» **Information given**:
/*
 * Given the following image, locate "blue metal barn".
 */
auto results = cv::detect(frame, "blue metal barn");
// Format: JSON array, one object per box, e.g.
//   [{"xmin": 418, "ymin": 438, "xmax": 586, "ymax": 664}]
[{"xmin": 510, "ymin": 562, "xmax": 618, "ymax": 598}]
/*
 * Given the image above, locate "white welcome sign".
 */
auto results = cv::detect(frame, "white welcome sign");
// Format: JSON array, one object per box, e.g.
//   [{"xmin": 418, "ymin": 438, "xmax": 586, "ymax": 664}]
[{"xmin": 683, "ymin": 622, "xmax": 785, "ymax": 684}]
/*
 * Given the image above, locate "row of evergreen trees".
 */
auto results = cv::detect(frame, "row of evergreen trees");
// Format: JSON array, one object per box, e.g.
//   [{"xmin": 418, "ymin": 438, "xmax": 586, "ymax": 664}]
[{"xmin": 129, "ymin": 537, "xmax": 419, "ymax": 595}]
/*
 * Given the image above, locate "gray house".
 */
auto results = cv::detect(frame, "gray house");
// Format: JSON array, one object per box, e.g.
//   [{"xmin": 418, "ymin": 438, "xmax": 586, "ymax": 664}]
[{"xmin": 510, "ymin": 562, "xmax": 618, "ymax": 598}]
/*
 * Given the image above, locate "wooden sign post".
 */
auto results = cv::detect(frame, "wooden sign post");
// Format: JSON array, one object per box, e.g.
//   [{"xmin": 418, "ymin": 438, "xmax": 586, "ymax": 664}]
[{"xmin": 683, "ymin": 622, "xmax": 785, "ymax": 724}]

» **What needs to be done**: Reproduce all the records above, substituting "one object per region" for "one object per box" wherever it occurs and leaving everything else unchanged.

» **Exercise response**:
/*
 * Given the following image, locate "blue metal barn".
 */
auto results = cv::detect(frame, "blue metal barn");
// Format: JSON array, one object per region, e.g.
//   [{"xmin": 418, "ymin": 438, "xmax": 586, "ymax": 664}]
[{"xmin": 510, "ymin": 562, "xmax": 618, "ymax": 598}]
/*
 * Given the image above, locate "white welcome sign".
 */
auto results = cv::detect(frame, "white welcome sign");
// Format: JSON array, one object per region, e.g.
//   [{"xmin": 418, "ymin": 438, "xmax": 586, "ymax": 664}]
[{"xmin": 683, "ymin": 622, "xmax": 785, "ymax": 684}]
/*
 * Given the image above, locate "row of evergreen trees".
 */
auto results = cv::detect(frame, "row of evergreen trees");
// Format: JSON array, one object per region, e.g.
//   [{"xmin": 418, "ymin": 438, "xmax": 586, "ymax": 664}]
[{"xmin": 129, "ymin": 537, "xmax": 419, "ymax": 595}]
/*
 * Given the image above, locate "gray house".
 */
auto results = cv::detect(frame, "gray house");
// Format: JSON array, one object per region, e.g.
//   [{"xmin": 418, "ymin": 438, "xmax": 586, "ymax": 664}]
[{"xmin": 510, "ymin": 562, "xmax": 618, "ymax": 598}]
/*
 * Given the image above, locate "wooden sign post".
 */
auto results = cv::detect(frame, "wooden sign post");
// Format: JSON array, one object per region, e.g.
//   [{"xmin": 418, "ymin": 438, "xmax": 586, "ymax": 664}]
[{"xmin": 683, "ymin": 622, "xmax": 785, "ymax": 724}]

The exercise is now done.